> What you are asked to do
Please retype the listing below without a single change.

> Material to process
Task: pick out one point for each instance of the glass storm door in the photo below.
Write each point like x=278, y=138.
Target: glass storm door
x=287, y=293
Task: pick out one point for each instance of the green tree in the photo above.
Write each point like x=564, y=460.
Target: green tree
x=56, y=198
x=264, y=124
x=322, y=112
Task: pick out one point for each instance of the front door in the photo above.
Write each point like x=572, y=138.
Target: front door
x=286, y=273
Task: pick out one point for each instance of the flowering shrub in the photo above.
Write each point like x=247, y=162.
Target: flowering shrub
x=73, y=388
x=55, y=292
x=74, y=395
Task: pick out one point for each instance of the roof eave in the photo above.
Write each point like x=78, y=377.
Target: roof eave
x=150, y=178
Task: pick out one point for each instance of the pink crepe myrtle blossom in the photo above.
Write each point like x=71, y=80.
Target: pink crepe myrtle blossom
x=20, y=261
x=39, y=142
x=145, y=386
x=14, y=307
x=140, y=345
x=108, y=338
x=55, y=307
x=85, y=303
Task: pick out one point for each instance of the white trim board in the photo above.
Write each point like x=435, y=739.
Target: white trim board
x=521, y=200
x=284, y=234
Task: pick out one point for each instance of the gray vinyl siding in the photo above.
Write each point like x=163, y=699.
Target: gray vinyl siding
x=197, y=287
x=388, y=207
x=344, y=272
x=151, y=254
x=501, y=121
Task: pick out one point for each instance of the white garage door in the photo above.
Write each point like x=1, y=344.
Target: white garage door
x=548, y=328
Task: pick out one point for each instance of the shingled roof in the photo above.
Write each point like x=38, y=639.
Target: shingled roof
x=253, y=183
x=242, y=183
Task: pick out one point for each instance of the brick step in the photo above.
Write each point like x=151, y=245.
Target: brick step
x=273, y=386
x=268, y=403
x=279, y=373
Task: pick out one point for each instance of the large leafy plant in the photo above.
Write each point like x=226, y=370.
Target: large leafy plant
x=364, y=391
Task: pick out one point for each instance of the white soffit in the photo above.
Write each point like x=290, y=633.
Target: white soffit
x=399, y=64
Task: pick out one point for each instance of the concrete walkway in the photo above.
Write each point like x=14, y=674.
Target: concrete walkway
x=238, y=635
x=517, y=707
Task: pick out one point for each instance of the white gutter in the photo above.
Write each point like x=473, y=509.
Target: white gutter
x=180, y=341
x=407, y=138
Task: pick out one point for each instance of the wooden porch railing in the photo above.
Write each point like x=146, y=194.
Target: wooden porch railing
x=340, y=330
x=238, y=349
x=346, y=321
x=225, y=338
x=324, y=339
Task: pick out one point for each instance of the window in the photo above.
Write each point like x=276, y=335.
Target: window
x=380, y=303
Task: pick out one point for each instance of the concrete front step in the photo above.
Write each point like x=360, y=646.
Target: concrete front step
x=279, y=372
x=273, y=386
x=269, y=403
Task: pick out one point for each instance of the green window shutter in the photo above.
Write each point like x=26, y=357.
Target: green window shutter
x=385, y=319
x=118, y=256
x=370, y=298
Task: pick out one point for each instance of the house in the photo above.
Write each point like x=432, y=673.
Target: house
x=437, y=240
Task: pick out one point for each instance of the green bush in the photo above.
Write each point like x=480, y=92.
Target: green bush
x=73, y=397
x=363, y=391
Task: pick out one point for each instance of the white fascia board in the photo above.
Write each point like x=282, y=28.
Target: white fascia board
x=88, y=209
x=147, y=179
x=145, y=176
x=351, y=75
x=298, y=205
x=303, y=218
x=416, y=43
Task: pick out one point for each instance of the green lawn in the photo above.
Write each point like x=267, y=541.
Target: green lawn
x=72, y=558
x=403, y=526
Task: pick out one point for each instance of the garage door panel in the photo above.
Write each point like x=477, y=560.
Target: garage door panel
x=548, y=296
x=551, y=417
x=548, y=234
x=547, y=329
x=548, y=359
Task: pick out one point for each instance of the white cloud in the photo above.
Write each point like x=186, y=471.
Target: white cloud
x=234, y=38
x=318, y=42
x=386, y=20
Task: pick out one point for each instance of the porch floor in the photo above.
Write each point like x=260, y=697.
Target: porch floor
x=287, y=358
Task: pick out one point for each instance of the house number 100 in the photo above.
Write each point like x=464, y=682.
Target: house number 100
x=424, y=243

> Exercise result
Task: pick out one point for each instance of the glass storm door in the photo below.
Write each point like x=278, y=138.
Target: glass storm door
x=287, y=293
Task: pick out one point for each instance of the green tree in the photo above.
Write each point like x=564, y=460.
Target: green tree
x=56, y=198
x=264, y=124
x=322, y=112
Task: pick out one point for each instance of the front door in the photo above.
Write each point like x=572, y=138.
Target: front door
x=286, y=273
Task: pick out one point for each instance of the flowering shrub in the photo above.
Write each point like x=247, y=162.
Target: flowering shrub
x=73, y=388
x=55, y=292
x=74, y=395
Task: pick out one point for each instance of the roof eave in the photo above.
Write each point like x=78, y=377.
Target: roof eave
x=150, y=178
Task: pick out one point for each instance of the pink crepe myrtle blossom in the photo above.
Write each point like x=71, y=80.
Target: pink crepe myrtle blossom
x=20, y=261
x=39, y=142
x=145, y=386
x=14, y=307
x=140, y=345
x=108, y=338
x=55, y=307
x=85, y=303
Task: pick out one point for each instance of the white trim board in the photo above.
Write each point like x=435, y=739.
Target: white trim board
x=521, y=200
x=284, y=234
Task: pick out one point for each instance of the gray vinyl siding in the photo above.
Write each point like x=163, y=699.
Target: gray vinyl siding
x=197, y=287
x=388, y=207
x=344, y=272
x=151, y=254
x=501, y=121
Task: pick out one point for each instance of the white garage door in the photo above.
Write each point like x=1, y=344.
Target: white garage door
x=548, y=328
Task: pick out one point for each instance of the shingled roof in the photo above.
Write each point like x=38, y=639.
Target: shingled roof
x=253, y=183
x=242, y=183
Task: pick out one point for each instance of the brick step in the photo above.
Write each point like x=151, y=245.
Target: brick step
x=273, y=386
x=268, y=403
x=279, y=373
Task: pick out one point for each instance of the large leafy plant in the photo above.
Write each point like x=226, y=370.
Target: large leafy plant
x=364, y=391
Task: pick out one point for each instance of the white soffit in the photo above.
Write each point like x=290, y=633.
Target: white soffit
x=399, y=64
Task: pick out one point for each instance of the concrete walkway in the photo above.
Write each point like x=14, y=674.
Target: concrete walkway
x=238, y=635
x=517, y=707
Task: pick out one point for each instance of the white gutter in the photo above.
Write each point like x=473, y=509.
Target: white gutter
x=180, y=341
x=407, y=138
Task: pick out one point for each instance of the wooden porch railing in the photo above.
Write each point like x=146, y=194.
Target: wooden porch railing
x=340, y=330
x=238, y=349
x=346, y=321
x=225, y=338
x=324, y=339
Task: pick out one point for each instance of the window in the photo above.
Write each point like x=276, y=335.
Target: window
x=380, y=303
Task: pick out one point for each instance of the concrete front step in the photo above.
Write each point like x=360, y=646.
Target: concrete front step
x=279, y=372
x=273, y=386
x=269, y=403
Task: pick out one point for each instance of the green window shutter in the photo above.
Write each point like x=26, y=357.
Target: green window shutter
x=385, y=319
x=118, y=256
x=370, y=298
Task: pick out one point for each instance of the house in the photo above.
Write each point like x=432, y=673.
Target: house
x=437, y=240
Task: pick out one point for each instance of the green bush in the photo above.
Write each point like x=480, y=92.
Target: green bush
x=73, y=397
x=363, y=391
Task: pick out one point for each instance of the white fascia board in the photo above.
Write each point like x=282, y=28.
Target: white fascia board
x=88, y=209
x=147, y=179
x=145, y=176
x=351, y=75
x=298, y=205
x=303, y=218
x=416, y=43
Task: pick out one point for each instance of the green lawn in the photo above.
Write each point like x=267, y=541.
Target: green lawn
x=72, y=558
x=403, y=526
Task: pick out one point for each instance of the garage door panel in the photo above.
Write each point like x=477, y=560.
Target: garage door panel
x=548, y=296
x=551, y=417
x=548, y=234
x=547, y=329
x=548, y=359
Task: pick out one point for each instance of the white cloud in the photo above.
Write each point like x=186, y=471.
Target: white cloud
x=234, y=38
x=318, y=42
x=386, y=20
Task: pick out one point for each instance of the porch floor in the photo above.
Write each point like x=260, y=697.
Target: porch floor
x=287, y=358
Task: pick out one point for each instance of the house number 100 in the photo above.
Write each point like x=464, y=682.
Target: house number 100
x=424, y=243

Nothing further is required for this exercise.